• Exercise brief
Nothing but the lines from the one containing "Could you confirm whether any dirt" to the end of the data should be returned, each exactly as written.

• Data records
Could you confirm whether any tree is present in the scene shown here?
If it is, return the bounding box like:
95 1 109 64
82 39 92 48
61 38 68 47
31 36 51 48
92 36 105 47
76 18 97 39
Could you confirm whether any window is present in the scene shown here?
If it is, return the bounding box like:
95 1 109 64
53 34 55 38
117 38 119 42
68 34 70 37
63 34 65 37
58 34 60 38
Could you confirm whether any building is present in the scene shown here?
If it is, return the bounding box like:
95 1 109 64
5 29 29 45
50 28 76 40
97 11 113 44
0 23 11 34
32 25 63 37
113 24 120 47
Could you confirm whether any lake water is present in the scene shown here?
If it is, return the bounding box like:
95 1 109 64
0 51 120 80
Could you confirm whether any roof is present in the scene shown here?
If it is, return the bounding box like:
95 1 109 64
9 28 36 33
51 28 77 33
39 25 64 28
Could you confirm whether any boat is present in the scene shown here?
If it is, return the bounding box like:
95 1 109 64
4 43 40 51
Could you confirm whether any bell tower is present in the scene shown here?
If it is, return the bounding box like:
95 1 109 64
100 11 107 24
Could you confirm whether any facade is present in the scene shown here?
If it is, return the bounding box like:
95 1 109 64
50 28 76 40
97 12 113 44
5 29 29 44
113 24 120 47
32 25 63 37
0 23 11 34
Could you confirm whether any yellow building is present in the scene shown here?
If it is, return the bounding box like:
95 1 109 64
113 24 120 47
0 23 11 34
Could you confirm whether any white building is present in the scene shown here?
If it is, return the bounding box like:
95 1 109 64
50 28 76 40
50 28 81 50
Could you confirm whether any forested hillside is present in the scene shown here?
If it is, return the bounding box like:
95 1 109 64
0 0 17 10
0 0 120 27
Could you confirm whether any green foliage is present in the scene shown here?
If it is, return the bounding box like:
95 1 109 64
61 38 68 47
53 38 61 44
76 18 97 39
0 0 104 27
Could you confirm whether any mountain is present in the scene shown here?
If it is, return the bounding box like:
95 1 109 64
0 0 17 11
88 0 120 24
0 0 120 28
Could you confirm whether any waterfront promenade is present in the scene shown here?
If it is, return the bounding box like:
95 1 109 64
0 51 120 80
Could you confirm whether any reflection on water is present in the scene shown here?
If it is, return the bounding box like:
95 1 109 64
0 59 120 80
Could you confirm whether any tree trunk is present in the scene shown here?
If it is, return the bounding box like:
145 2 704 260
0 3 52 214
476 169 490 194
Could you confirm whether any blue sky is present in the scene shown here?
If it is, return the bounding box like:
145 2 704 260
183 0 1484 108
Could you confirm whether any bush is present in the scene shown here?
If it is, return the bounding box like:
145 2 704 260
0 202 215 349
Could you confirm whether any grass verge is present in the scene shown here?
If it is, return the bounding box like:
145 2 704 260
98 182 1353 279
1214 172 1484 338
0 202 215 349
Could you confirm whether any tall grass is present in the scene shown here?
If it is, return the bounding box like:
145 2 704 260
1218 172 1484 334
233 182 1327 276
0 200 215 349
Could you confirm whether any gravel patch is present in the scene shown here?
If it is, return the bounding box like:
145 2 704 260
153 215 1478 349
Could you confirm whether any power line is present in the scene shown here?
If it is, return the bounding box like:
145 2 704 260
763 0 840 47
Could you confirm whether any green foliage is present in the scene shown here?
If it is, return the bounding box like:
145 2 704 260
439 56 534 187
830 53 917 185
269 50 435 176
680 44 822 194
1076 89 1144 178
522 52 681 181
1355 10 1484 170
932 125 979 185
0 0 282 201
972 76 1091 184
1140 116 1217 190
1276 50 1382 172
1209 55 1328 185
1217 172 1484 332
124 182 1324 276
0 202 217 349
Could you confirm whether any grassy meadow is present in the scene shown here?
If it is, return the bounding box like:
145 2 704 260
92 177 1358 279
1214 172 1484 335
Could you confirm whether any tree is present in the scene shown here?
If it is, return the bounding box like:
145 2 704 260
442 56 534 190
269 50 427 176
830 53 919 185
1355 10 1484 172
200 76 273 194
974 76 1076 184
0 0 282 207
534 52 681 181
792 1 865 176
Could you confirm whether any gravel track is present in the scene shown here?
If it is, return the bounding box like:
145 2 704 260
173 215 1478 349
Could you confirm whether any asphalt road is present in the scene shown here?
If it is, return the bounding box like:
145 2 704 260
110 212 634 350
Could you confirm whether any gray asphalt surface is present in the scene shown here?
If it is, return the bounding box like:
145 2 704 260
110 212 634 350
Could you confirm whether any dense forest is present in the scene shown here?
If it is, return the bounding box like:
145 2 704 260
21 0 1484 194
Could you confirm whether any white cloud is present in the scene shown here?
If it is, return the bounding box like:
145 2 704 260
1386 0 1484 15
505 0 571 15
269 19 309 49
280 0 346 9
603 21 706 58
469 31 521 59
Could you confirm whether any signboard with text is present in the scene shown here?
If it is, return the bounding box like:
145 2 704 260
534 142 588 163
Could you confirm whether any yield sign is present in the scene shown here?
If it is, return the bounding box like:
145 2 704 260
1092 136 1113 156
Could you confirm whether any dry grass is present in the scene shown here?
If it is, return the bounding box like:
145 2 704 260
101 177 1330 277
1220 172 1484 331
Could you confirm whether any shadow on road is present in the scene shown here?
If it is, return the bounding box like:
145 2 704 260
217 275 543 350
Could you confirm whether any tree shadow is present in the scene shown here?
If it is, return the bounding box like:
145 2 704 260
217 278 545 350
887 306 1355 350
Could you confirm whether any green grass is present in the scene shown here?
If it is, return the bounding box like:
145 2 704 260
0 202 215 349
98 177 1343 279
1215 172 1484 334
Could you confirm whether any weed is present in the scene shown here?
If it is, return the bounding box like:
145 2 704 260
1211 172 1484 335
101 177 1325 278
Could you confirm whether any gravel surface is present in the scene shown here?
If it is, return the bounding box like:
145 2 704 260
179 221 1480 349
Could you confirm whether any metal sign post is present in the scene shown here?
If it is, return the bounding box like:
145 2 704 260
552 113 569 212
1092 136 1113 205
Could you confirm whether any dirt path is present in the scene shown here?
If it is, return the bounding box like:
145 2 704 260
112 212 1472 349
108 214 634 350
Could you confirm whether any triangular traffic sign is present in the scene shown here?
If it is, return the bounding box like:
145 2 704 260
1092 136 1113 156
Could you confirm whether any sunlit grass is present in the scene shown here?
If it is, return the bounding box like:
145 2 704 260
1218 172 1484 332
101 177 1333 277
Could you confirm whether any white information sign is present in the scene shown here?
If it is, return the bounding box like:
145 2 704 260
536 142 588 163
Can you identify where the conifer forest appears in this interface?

• Response to this task
Could you confirm whether any dirt path is present in the scene shown here?
If it is, return the bounding box like:
145 2 704 260
112 212 1472 349
108 214 634 350
Could you confirm whether any triangular traffic sign is present in the scene shown here?
If it is, return the bounding box like:
145 2 704 260
1092 136 1113 156
Could you confirm whether any sunlit grass is present in the scene shown here?
If it is, return the bounding box like:
145 2 704 260
1218 172 1484 332
101 177 1333 277
Could you confirm whether any white information sign is present in the scene shown here?
If it is, return the bounding box like:
145 2 704 260
536 142 588 163
Can you identify where the conifer forest appears in this interface?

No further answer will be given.